··· Given passage
This is what I have learned so far. I love Facebook, I miss Facebook, I HATE Facebook, I miss Facebook. I have chosen to give up this thing that I somehow seem to idolize for God, to God. What was it that was said yesterday at Church - we were supposed to commit it to memory - "I can do all things through Christ who strengthens me." Philippians 4:13 - So this is something that I suppose I am learning. That I can give this up, and it is because I have willpower, but my willpower is stronger because of my faith. Lets see what the next few weeks, no... I mean the next day, has in store for me.


Wednesday, February 13, 2013

Lent

When I was a child, we always had a big pancake meal on Fat Tuesday - and when I say big, I mean BIG - as in at least 3/4 of our church family participated in it. And then, after this began the season of Lent. The only thing Lent ever meant to me was to give something up. Sometimes, this had a lasting affect on me - I remember one year, I decided to give up a bad habit. I used to chew my hair - I know this is disgusting, but you would be surprised as to how many girls chew their hair. Anyways, I decided I would stop chewing my hair for 40 days. I was 6 years old when I gave this up for Lent - it stuck! I haven't chewed my hair since.

I see on facebook a lot of my friends, typically my Catholic friends, talking about giving up chocolate or caffeine for Lent - I think to myself, should I give up one of my vices this year. I've done the no chocolate before, sometimes I make it the full time, sometimes I don't.

Last year, I decided to take my Lenten fasting to a whole new level - well, a new level for me.  I gave up my Starbucks coffee. Now, for those of you who don't really know me, not only do I love my Starbucks, but I love the loaded kind - my favorites being a non-fat white mocha, or a Cinnamon Dulce latte, or what about a coffee frappaccino with toffee nut syrup?! mmmmm. Plus, I work RIGHT NEXT to a Starbucks. My sister-in-law WORKS at Starbucks (so sometimes she hooks me up!) - so giving up my Starbucks, this was hard. This isn't like any little caffeine or coffee addiction. It's going into that place, chatting with the employees, smelling all the pastries. But, I gave up my Starbucks - and every time I felt the need to go get one, I would take the money that  I would have spent on that Starbucks, and I put it in a jar. When Easter was over, I gave that money away - last year it went to Relay for Life. And, of course, as soon as Lent was over - on Easter Morning - I was getting a Starbucks! :)
······
··· Provided information
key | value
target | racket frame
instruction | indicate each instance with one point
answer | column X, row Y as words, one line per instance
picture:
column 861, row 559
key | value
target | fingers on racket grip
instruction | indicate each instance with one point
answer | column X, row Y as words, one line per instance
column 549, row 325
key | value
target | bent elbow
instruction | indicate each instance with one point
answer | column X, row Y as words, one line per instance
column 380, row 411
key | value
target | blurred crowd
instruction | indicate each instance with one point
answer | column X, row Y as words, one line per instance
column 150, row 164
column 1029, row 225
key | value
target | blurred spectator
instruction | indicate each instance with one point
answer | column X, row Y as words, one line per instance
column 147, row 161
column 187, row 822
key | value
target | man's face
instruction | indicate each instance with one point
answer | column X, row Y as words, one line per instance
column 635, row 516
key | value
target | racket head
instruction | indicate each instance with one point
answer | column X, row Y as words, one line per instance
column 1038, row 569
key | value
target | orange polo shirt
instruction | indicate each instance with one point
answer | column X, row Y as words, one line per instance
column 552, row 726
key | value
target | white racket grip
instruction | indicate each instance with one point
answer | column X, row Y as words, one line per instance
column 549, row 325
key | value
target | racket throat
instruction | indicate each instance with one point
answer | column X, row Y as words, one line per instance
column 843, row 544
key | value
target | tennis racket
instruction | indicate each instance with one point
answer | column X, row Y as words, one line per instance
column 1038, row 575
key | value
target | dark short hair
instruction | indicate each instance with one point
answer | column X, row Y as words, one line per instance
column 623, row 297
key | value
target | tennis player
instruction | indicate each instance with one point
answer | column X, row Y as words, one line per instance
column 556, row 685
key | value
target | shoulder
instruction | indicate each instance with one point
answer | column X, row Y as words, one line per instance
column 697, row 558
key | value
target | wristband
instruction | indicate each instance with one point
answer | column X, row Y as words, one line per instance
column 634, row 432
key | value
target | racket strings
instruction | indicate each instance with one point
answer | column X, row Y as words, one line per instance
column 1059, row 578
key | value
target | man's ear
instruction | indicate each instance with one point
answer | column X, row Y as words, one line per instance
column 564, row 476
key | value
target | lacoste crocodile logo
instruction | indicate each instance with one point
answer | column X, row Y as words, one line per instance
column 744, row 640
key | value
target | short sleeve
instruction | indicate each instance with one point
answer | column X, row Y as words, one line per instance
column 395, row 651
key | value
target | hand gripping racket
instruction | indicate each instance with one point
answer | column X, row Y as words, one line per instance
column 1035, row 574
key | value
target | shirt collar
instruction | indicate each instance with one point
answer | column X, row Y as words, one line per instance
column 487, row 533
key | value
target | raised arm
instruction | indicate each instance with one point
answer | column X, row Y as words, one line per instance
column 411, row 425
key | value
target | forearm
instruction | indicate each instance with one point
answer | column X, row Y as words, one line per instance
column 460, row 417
······
__List of tasks__
1. In the Lent blog post, where did the money saved by skipping Starbucks go once Easter was over?
2. List each drink the Lent blog post names as a favorite Starbucks order.

__Answers below__
1. It was given to Relay for Life.

2.
- Non-fat white mocha
- Cinnamon Dulce latte
- Coffee frappaccino with toffee nut syrup